# WRITTEN PROBLEM A
In the entries below, copy out every line, starting with the line that contains "If you could drop a marker on the green" and going on through the last line of the entries.

# PASSAGE TO READ
— begin —

Below, I provide more evidence on: progress, and why there is qualified reason for optimism; the carbon footprint narrative, including why what is likely to happen in your key markets is so important; the actions you need to be taking, informed as always by Andy Grove: “Activity is not output”; and conclude with evidence around the policies you must have to succeed, and a few tentative ideas about how to convert them into outcomes.

Your Commercial Future will mainly be Determined by Decisions by Consumers, Farmers and Governments in Key Export Markets

Some key export data for 2022 is presented below. The arguments supporting the above proposition are outlined in the sections that follow.

Table 3 Exports by Value (€ Million), Dairy, Beef, Sheep, Ireland 2022

Destination

Dairy

Beef

Sheep

Total

 

 

Value

% of Total

Value

% of Total

Value

% of Total

Value

% of Total

EU

2,416

35.8

1,496

49.0

348

76.7

4,260

41.5

Great Britain

775

 

1,079

 

49

 

1,903

 

N. Ireland

491

 

237

 

8

 

736

 

UK

1,266

18.8

1,316

43.1

57

12.6

2,639

25.7

US

660

9.8

21

 

<1

 

681

6.6

China

441

6.5

<1

 

<1

 

441

4.3

Other

1967

29.1

219

7.9

49

10.7

2,237

21.9

Total

6,752

100

3,052

100

454

100

10,258

100

Source: CSO 2023. Personal Communication from Carol Forrester at: Trade@cso.ie, August 8, 2023

EU data compiled from member state data.

Top 3 destinations EU (million €)

Dairy: Netherlands (1,007); Germany (485); France (267)

Beef: France (393); Italy (249); Netherlands (242)

Sheep: France (146); Germany (78); Sweden (48)

B. Progress

There has been important progress on many fronts, including: a very impressive portfolio of information and farmer support generated mainly by Teagasc; growing emissions-reduction efforts by a number of farmers, including a sharp increase – from 5% in 2018 to 67% on 2021 in the case of dairy (from Table 11 in Blog 10 CAP 2023-2027 Climate Policy for Ruminant Agriculture in Ireland blog 10 | UCD Earth Institute) - in the adoption of low emissions slurry spreading; large increase in expenditure on climate and environment in CAP 2023-2027 relative to CAP 2014-2020; increasing expenditure on R&D to find new and cheaper ways to reduce emissions; increasing interest in changing to low emission farming systems, including organic farming; co-op and food company initiatives to reduce emissions, including bonus payments and rapid increase in membership of the Sustainable Dairy Assessment Scheme (SDAS) and the Sustainable Beef and Lamb Scheme (SBLAS).

— end —

# RECORDS TO PROCESS
— begin —

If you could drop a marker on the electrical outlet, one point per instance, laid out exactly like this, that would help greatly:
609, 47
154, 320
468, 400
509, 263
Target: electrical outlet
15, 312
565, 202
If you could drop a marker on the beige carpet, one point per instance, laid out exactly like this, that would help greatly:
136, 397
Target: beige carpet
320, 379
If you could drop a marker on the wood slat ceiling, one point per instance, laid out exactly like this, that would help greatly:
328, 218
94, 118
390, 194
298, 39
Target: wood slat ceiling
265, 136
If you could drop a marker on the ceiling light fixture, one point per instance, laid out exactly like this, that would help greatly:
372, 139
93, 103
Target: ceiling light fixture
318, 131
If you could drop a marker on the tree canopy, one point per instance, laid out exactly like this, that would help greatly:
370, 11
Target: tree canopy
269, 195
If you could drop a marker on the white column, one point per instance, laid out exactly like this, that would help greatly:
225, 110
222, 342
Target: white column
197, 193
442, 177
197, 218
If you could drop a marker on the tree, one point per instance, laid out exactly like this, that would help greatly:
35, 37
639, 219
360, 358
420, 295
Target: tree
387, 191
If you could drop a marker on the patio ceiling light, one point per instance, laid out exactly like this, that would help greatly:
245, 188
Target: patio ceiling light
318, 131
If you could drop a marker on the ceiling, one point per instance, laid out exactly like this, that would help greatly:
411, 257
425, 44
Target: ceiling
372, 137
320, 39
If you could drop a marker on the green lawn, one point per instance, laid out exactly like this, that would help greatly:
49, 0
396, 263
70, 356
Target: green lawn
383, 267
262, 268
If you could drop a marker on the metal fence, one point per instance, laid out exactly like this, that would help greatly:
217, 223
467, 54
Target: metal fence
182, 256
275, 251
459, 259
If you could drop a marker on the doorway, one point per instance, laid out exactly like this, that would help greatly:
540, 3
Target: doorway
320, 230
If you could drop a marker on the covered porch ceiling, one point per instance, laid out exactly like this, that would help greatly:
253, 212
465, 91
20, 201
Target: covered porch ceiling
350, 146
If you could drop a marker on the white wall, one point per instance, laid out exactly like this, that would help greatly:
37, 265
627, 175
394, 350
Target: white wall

— end —

# WRITTEN PROBLEM B
Write a continuation of the passage above on Irish farm exports and emissions reduction, beginning right after its final sentence.

# TASK ANSWER A
If you could drop a marker on the green lawn, one point per instance, laid out exactly like this, that would help greatly:
49, 0
396, 263
70, 356
Target: green lawn
383, 267
262, 268
If you could drop a marker on the metal fence, one point per instance, laid out exactly like this, that would help greatly:
217, 223
467, 54
Target: metal fence
182, 256
275, 251
459, 259
If you could drop a marker on the doorway, one point per instance, laid out exactly like this, that would help greatly:
540, 3
Target: doorway
320, 230
If you could drop a marker on the covered porch ceiling, one point per instance, laid out exactly like this, that would help greatly:
253, 212
465, 91
20, 201
Target: covered porch ceiling
350, 146
If you could drop a marker on the white wall, one point per instance, laid out exactly like this, that would help greatly:
37, 265
627, 175
394, 350
Target: white wall

# TASK ANSWER B
But are we on track to deliver the huge benefits promised by Food Vision? The answer unfortunately is ‘No’ for the following reasons: the reality that there will be a direct relationship between Irish farming’s future commercial success in premium markets and the quality of its climate and environmental stewardship is not yet widely understood and accepted; competitors in key markets are investing heavily in reducing emissions to support smart policies that will improve their future carbon footprint of their milk and meat products that will be competing with yours; we are not yet matching them

Grounds for (Qualified) Optimism

  1. The progress noted above
  2. There are opportunities to deliver outcomes at scale which if taken will transform your prospects and deliver multiple benefits:

The opportunity to reduce greenhouse gas emissions at scale while simultaneously improving water and air quality will be greatest in the dairy-intensive farming regions, while the best nature conservation opportunities (Natura 2000 sites etc.) tend to be where beef and sheep predominate.  Often, actions will be complementary, e.g., switching from Calcium Ammonia Nitrate (CAN) to protected urea will reduce both greenhouse gas and ammonia emissions, but in other cases, e.g., a dairy farm where every square metre is devoted to grass production, providing more habitat for nature is likely to come at the expense of milk production. If/when policy gets around to finding where the greatest payoffs to effort lie, and supporting action at scale, you will win.

  1. Other Dividends are becoming clear.

You will also garner social dividends: As you inevitably experience more extreme weather events – more intense storms droughts flooding fires – and need help to adapt, if you are seen to be taking climate action and improving quality of air water and nature seriously, and can prove it, the public response to your needs is likely to be generous rather than hesitant and grudging. The drum beat of criticism in the media will first abate and then turn to admiration, it will be easier to attract successors of high competence and idealism to take over from you, and at the margin you may also find it easier to recruit help.

But this optimism will prove to be misplaced unless: the realities of future carbon footprint competition are widely recognized; you and most farmers take action with existing policies; and deliver the policy changes that you need to be globally competitive.

C. Carbon Footprint Competition

This is in three sections: the first focuses on the point that premium customers exist – markets are not all the same; the second addresses what we can learn from looking back. This is interesting, but not at all as significant for you as what is in prospect by the main suppliers in your key markets which I address in the final section.

The carbon footprint is estimated by dividing the Kgs of emissions in carbon equivalent terms (CO2e) and - if they are included, carbon removals (the numerator) – by the Kgs of product generating these emissions (the denominator).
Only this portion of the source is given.